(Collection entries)
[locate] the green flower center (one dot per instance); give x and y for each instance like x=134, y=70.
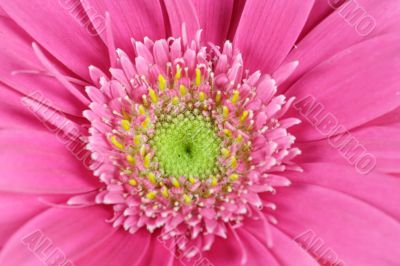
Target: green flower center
x=186, y=145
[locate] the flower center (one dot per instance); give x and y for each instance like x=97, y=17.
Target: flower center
x=186, y=145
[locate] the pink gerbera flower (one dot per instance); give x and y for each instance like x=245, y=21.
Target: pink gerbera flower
x=202, y=132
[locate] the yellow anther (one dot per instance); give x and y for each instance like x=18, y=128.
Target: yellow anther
x=136, y=139
x=175, y=100
x=187, y=199
x=141, y=110
x=202, y=96
x=235, y=96
x=244, y=116
x=175, y=182
x=165, y=193
x=178, y=73
x=153, y=95
x=182, y=90
x=225, y=111
x=226, y=152
x=192, y=180
x=146, y=161
x=132, y=182
x=116, y=143
x=151, y=195
x=214, y=181
x=233, y=162
x=228, y=132
x=218, y=97
x=130, y=159
x=152, y=178
x=162, y=82
x=126, y=125
x=234, y=177
x=146, y=122
x=198, y=77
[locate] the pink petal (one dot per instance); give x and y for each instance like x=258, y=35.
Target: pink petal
x=214, y=17
x=381, y=143
x=129, y=19
x=268, y=30
x=355, y=86
x=121, y=248
x=66, y=32
x=70, y=231
x=20, y=56
x=39, y=162
x=179, y=12
x=339, y=222
x=336, y=33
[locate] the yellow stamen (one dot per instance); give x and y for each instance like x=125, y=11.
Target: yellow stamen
x=165, y=193
x=178, y=73
x=146, y=161
x=225, y=111
x=151, y=195
x=235, y=96
x=132, y=182
x=175, y=182
x=202, y=96
x=130, y=159
x=175, y=100
x=116, y=143
x=182, y=90
x=162, y=82
x=126, y=125
x=234, y=177
x=244, y=116
x=153, y=95
x=198, y=77
x=152, y=178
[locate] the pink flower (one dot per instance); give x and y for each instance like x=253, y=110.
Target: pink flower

- [What is being asked]
Rewrite the lines above as a numbered list. Skip any blank lines and leave the pictures out.

- [Answer to the problem]
1. [locate] the green flower center (one dot per instance); give x and y for each instance like x=134, y=70.
2. Target: green flower center
3. x=186, y=145
4. [locate] the flower center (one dot per instance); give x and y for each instance like x=97, y=17.
5. Target: flower center
6. x=186, y=145
7. [locate] the pink gerbera flower (one dot per instance); give x and y for each instance like x=245, y=21.
8. Target: pink gerbera flower
9. x=202, y=132
10. [locate] the yellow anther (one dot per instance); give x and y for each instance like x=18, y=128.
11. Target: yellow anther
12. x=136, y=139
13. x=175, y=100
14. x=187, y=199
15. x=141, y=110
16. x=202, y=96
17. x=235, y=96
18. x=244, y=116
19. x=175, y=182
20. x=165, y=193
21. x=178, y=73
22. x=153, y=95
23. x=182, y=90
24. x=225, y=111
25. x=226, y=152
26. x=192, y=180
27. x=146, y=161
28. x=132, y=182
29. x=116, y=143
30. x=151, y=195
31. x=214, y=181
32. x=233, y=162
33. x=228, y=132
34. x=218, y=97
35. x=130, y=159
36. x=152, y=178
37. x=162, y=82
38. x=126, y=125
39. x=234, y=177
40. x=146, y=122
41. x=198, y=77
42. [locate] the pink petal (one dot per instance); give x and y for each instance like x=258, y=35.
43. Target: pink petal
44. x=214, y=17
45. x=381, y=143
46. x=129, y=19
47. x=268, y=30
48. x=355, y=86
49. x=121, y=248
50. x=66, y=32
51. x=70, y=231
52. x=20, y=56
53. x=39, y=162
54. x=179, y=12
55. x=339, y=222
56. x=336, y=33
57. [locate] the yellow stamen (one dot per instance); give x and y for each instance like x=125, y=11.
58. Target: yellow stamen
59. x=165, y=193
60. x=178, y=73
61. x=146, y=161
62. x=225, y=111
63. x=151, y=195
64. x=235, y=96
65. x=132, y=182
66. x=175, y=182
67. x=202, y=96
68. x=130, y=159
69. x=175, y=100
70. x=116, y=143
71. x=182, y=90
72. x=162, y=82
73. x=126, y=125
74. x=234, y=177
75. x=244, y=116
76. x=153, y=95
77. x=198, y=77
78. x=152, y=178
79. [locate] the pink flower (one dot per instance); give x and y for each instance like x=253, y=110.
80. Target: pink flower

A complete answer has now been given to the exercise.